→ Aufgaben zur Übung
1. Beantworte anhand des Textes über die Kreuzkirche die folgenden Fragen.
(a) Wie viele Köpfe zählt die Gemeinde im Bezirk Kreuzkirche?
(b) Wie viele Gemeindeglieder sollten es nach den Vorgaben der Evangelischen Kirche im Rheinland sein, damit eine Pfarrstelle dauerhaft bestehen bleibt?
(c) Wer ist beauftragt, nach Interessenten für die Kreuzkirche zu suchen?
2. Gib den Abschnitt aus dem Text über die Kreuzkirche wortgetreu wieder, beginnend mit "Wann begann der" und weiter bis einschließlich "auf starke Nachfrage.".
3. Prüfe, ob die folgenden Aussagen mit dem Text über die Kreuzkirche übereinstimmen. Antworte jeweils mit Ja oder Nein und belege die Antwort mit einem genauen Zitat aus dem Text.
(a) Endemann bleibt bis zu seiner Pensionierung Pfarrer in seinem alten Bezirk.
(b) Im Bezirk Kreuzkirche besteht ein Kindergarten.
(c) Die neue Orgel soll an eine Gemeinde in Ostdeutschland verkauft werden.

→ Vorliegender Text
• • • • • • •
Die Stimmung? Gemischt
Die Stimmung in seiner Gemeinde beschreibt Endemann als „gemischt“. Dankbarkeit für die Zeit in der Kreuzkirche sei genauso anzutreffen wie Verbitterung über die Entscheidung des Presbyteriums der Evangelischen Gemeinde Köln, die Kreuzkirche aus Kostengründen aufzugeben. „Wir wollen die Zeit, die unserer Kirche bleibt, so schön wie möglich gestalten und sie ganz bewusst wahrnehmen“, so Endemann. Gut 1.700 Köpfe zählt die Gemeinde im Bezirk Kreuzkirche. Sie sollen in der Thomaskirche (Neusser Wall/Ecke Lentstraße) eine neue Heimat finden. Endemann bleibt bis zu seiner Pensionierung im Herbst 2009 Pfarrer in seinem alten Bezirk, der bis dahin nicht aufgelöst wird. Nur die Kirche wird geschlossen. Endemann predigt künftig in der Thomaskirche.

Wann begann der „Anfang vom Ende“?
1.700 Glieder pro Gemeinde sind nach den Vorgaben der Evangelischen Kirche im Rheinland zu wenig, um eine Pfarrstelle dauerhaft bestehen zu lassen. 3.000 sollten es schon sein. Vor einigen Jahren hat der Bezirk Kreuzkirche 500 Gemeindeglieder an den Bezirk Thomaskirche abgegeben, um dort die Weiterführung einer vollen Pfarrstelle zu sichern. „Für manchen war das damals der Anfang von unserem Ende“, erinnert sich Endemann. Aber die Arbeit an der Thomaskirche sei auch wichtig. Dort besteht ein Kindergarten, die Arbeit mit Jugendlichen trifft auf starke Nachfrage.

Zählt wirklich nur der „Veräußerungsgewinn“?
Endemann macht aus seiner Enttäuschung über das Verfahren im Presbyterium der Evangelischen Gemeinde Köln keinen Hehl. Der Finanzausschuss habe nach Klausursitzungen „wahre Horrorzahlen“ präsentiert und innerhalb von zwei Wochen den Presbytern und Presbyterinnen die Entscheidung abgerungen, die Kreuzkirche und das Jeremiahaus zu schließen. Alternative Nutzungskonzepte hätten keine Rolle mehr gespielt, obwohl es sehr schöne Räume sind an einem zentralen Standort. „Ziel war nur noch der höchstmögliche Veräußerungsgewinn“, fasst Endemann die Stimmung zusammen.

Aber was wird jetzt aus der Kreuzkirche?
Ein Makler ist beauftragt, nach Interessenten zu suchen. Niemand wagt zu spekulieren, für wen das Gebäudeensemble attraktiv sein könnte. Auch ein Abriss ist nicht unmöglich. Schließlich handelt es sich um ein Grundstück in guter City-Lage. Allerdings: Die Fassade steht unter Denkmalschutz. Enttäuscht bis erzürnt sind etliche Spenderinnen und Spender, die sich jahrelang für die neue Orgel in der Kreuzkirche eingesetzt haben. Nun ist sie da – und die Kirche wird geschlossen. Jetzt steht die Idee im Raum, das Instrument an eine Gemeinde in Ostdeutschland zu verschenken.
• • • • • • •
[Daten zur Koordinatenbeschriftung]
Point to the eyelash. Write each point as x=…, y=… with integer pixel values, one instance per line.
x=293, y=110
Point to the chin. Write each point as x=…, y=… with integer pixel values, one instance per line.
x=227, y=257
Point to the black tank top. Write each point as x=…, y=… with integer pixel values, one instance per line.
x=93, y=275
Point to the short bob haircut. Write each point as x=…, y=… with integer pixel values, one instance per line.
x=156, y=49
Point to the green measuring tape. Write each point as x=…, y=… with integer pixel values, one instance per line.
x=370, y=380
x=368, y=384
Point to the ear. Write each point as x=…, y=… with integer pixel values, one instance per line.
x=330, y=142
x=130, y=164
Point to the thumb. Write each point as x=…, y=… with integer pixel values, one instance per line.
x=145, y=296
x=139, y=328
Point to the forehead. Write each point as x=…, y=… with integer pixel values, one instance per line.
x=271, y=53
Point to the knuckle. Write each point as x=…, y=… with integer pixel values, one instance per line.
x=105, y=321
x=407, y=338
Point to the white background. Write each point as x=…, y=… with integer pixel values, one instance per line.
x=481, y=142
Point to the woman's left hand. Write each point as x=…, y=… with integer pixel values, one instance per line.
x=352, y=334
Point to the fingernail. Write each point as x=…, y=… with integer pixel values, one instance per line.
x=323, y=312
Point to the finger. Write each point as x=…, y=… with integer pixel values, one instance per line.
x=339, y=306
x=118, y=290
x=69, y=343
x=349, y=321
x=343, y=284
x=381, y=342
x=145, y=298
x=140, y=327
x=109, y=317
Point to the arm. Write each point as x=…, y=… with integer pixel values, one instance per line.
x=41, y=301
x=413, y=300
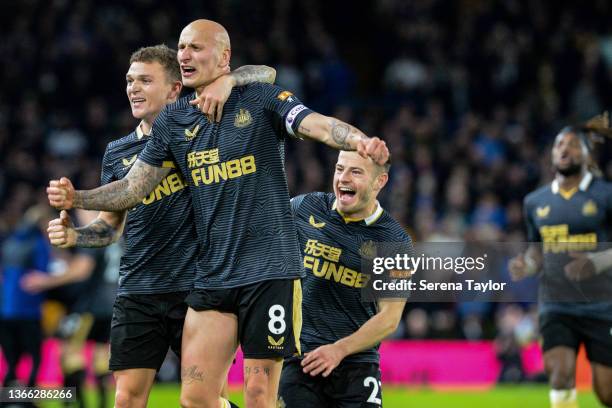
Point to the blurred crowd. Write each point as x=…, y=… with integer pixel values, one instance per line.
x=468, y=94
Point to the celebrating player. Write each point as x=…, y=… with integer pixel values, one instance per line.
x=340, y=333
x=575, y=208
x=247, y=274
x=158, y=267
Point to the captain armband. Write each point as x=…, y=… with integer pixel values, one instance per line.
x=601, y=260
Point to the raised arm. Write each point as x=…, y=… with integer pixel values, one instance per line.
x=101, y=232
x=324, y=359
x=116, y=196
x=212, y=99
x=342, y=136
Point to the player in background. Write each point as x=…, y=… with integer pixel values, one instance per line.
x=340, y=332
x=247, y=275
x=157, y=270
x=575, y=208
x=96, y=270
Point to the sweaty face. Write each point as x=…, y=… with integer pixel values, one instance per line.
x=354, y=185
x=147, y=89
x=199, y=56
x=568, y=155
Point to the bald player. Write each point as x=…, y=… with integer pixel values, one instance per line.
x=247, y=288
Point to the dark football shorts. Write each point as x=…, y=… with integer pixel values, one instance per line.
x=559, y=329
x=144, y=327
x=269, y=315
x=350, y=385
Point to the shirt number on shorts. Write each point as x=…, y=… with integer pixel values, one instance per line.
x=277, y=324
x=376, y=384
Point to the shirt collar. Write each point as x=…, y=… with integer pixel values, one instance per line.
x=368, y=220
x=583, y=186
• • • • • • •
→ Antworten je Aufgabe
1.
(a) Gut 1.700.
(b) 3.000.
(c) Ein Makler.

2.
Wann begann der „Anfang vom Ende“?
1.700 Glieder pro Gemeinde sind nach den Vorgaben der Evangelischen Kirche im Rheinland zu wenig, um eine Pfarrstelle dauerhaft bestehen zu lassen. 3.000 sollten es schon sein. Vor einigen Jahren hat der Bezirk Kreuzkirche 500 Gemeindeglieder an den Bezirk Thomaskirche abgegeben, um dort die Weiterführung einer vollen Pfarrstelle zu sichern. „Für manchen war das damals der Anfang von unserem Ende“, erinnert sich Endemann. Aber die Arbeit an der Thomaskirche sei auch wichtig. Dort besteht ein Kindergarten, die Arbeit mit Jugendlichen trifft auf starke Nachfrage.

3.
(a) Ja: „Endemann bleibt bis zu seiner Pensionierung im Herbst 2009 Pfarrer in seinem alten Bezirk“
(b) Nein: „Aber die Arbeit an der Thomaskirche sei auch wichtig. Dort besteht ein Kindergarten“
(c) Nein: „Jetzt steht die Idee im Raum, das Instrument an eine Gemeinde in Ostdeutschland zu verschenken.“